Source data
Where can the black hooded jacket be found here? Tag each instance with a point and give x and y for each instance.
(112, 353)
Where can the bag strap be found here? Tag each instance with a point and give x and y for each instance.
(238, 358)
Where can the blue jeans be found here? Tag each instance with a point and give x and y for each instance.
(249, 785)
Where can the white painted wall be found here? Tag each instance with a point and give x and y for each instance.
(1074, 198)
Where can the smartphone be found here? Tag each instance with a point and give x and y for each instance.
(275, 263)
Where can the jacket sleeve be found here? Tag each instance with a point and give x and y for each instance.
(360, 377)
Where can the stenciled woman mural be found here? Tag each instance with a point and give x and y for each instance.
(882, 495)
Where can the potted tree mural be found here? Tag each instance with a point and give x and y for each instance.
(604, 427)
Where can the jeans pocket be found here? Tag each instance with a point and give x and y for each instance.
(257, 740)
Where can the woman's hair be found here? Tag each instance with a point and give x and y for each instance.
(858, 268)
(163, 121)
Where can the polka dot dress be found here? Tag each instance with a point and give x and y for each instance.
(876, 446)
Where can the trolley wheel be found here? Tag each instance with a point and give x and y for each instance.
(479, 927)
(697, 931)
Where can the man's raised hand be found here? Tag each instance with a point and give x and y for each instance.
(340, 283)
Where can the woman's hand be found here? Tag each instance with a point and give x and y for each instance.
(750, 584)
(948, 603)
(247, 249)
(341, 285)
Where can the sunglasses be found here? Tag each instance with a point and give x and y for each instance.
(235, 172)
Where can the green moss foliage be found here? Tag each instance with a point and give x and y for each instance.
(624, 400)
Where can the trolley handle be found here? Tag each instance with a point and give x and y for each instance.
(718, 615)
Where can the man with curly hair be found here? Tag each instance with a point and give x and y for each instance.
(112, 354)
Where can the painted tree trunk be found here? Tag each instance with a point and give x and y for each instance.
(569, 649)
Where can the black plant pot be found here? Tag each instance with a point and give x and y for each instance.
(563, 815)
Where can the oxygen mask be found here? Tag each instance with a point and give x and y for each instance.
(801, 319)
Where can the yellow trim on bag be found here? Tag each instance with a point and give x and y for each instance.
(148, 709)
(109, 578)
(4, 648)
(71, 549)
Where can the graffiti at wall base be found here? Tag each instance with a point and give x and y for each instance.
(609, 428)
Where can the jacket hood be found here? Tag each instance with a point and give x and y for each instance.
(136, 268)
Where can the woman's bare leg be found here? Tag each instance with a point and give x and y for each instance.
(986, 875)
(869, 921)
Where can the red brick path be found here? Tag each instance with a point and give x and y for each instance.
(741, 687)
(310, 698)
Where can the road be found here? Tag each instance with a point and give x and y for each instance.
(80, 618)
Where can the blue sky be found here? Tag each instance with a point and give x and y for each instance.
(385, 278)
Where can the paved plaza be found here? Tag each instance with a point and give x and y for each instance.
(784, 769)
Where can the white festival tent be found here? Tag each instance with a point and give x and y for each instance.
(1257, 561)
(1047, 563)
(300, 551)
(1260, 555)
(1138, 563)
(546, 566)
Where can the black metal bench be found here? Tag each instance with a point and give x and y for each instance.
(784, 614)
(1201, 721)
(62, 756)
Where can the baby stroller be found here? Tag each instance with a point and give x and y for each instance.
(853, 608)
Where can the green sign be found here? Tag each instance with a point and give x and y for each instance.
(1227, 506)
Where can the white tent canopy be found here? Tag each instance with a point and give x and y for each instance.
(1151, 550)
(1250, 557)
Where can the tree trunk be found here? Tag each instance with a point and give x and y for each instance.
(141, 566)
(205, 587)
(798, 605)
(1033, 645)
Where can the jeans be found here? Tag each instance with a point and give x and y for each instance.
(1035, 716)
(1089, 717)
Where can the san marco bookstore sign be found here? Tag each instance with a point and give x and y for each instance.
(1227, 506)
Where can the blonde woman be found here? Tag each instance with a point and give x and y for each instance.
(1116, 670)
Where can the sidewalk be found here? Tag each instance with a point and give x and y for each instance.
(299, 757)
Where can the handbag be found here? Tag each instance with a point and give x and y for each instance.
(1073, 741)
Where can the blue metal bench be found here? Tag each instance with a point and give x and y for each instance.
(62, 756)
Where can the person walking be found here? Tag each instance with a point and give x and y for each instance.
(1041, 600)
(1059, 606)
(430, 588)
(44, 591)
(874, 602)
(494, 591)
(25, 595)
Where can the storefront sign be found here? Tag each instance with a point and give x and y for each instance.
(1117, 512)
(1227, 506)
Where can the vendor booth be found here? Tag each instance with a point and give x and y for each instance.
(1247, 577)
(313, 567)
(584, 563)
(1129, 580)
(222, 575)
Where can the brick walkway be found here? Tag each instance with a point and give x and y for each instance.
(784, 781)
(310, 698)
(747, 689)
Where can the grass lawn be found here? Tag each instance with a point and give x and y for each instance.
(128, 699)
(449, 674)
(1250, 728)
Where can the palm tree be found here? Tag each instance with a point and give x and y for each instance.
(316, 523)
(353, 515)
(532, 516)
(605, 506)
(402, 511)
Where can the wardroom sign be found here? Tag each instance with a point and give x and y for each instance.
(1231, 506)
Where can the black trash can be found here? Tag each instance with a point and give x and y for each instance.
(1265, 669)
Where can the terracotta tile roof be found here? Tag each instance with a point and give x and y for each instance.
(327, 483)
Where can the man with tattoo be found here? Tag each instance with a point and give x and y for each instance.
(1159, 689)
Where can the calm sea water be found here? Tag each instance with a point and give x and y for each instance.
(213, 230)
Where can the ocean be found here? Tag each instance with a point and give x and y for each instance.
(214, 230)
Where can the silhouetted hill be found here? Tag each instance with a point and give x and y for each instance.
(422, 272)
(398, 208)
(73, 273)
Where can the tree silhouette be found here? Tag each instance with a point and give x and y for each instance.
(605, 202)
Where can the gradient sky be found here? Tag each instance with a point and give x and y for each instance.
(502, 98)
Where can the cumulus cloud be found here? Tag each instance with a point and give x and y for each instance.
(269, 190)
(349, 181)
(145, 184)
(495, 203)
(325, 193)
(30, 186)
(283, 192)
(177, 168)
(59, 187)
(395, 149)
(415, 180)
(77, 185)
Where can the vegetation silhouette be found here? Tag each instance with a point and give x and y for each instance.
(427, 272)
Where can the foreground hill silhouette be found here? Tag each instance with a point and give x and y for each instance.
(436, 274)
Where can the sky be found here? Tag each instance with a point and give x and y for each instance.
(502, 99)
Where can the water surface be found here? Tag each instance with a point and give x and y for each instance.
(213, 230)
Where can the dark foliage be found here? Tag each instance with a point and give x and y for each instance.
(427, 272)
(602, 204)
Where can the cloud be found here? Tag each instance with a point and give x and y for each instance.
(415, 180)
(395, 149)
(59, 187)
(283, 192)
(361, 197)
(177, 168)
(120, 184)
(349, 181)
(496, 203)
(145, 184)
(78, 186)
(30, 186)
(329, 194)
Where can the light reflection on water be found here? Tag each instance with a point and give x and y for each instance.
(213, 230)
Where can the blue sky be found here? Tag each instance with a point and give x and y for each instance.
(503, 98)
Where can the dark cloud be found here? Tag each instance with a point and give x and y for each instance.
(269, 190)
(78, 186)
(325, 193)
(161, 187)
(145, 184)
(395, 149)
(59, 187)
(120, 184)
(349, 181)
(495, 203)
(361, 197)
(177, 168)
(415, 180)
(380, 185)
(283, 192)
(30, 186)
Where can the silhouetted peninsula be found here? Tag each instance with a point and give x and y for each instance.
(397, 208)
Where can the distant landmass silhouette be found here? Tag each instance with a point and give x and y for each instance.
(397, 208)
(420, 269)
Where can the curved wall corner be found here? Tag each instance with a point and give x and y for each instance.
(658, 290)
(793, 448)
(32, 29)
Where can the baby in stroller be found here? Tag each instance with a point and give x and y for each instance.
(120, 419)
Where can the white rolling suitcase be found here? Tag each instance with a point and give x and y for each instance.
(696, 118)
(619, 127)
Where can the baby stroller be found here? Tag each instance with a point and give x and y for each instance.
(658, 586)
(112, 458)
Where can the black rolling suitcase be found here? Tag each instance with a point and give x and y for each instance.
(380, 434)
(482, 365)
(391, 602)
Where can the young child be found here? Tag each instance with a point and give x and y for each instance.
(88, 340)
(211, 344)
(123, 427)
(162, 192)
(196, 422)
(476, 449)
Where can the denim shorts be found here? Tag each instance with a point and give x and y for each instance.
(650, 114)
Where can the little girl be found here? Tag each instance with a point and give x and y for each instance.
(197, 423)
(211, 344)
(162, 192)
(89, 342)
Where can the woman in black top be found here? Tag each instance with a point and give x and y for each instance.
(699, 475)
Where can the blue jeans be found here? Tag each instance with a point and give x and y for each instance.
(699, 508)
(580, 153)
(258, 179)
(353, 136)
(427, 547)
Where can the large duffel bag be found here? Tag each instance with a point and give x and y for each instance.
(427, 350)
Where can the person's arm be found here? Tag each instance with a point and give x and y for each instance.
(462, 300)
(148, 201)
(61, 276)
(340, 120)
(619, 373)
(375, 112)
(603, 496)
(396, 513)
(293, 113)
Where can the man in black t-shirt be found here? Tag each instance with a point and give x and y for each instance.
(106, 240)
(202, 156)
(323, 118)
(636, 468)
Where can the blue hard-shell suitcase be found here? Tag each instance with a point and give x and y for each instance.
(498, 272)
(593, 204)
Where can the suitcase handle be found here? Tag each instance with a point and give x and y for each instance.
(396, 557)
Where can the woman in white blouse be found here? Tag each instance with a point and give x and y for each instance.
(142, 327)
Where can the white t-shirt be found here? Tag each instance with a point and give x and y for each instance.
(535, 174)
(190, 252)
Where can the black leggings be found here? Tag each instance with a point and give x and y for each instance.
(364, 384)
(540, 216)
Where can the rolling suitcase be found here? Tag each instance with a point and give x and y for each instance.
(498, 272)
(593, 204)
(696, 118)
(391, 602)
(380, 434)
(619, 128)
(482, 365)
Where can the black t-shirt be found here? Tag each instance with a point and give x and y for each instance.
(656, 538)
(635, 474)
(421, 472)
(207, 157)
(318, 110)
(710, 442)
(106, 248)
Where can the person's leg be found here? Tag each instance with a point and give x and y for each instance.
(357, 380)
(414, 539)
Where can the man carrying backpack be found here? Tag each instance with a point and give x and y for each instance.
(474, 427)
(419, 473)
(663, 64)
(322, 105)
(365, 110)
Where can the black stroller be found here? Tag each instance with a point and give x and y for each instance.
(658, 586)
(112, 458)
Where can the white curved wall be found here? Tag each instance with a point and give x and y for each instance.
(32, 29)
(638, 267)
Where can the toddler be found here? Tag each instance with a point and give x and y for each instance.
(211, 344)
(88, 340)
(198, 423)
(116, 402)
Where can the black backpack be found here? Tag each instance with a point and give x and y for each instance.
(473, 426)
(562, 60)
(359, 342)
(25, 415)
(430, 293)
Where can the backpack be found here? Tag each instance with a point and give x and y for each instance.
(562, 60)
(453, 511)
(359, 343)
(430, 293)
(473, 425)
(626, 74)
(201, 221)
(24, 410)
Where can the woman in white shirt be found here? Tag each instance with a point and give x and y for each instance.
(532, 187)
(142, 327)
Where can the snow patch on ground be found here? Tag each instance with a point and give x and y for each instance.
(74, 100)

Aim of the task
All lines from the one containing "Where can the snow" to the last line above should be reproduced exactly, and no other lines should be given.

The answer
Where can the snow patch on ground be found here? Tag each instance with a point and give x and y for each instance.
(74, 100)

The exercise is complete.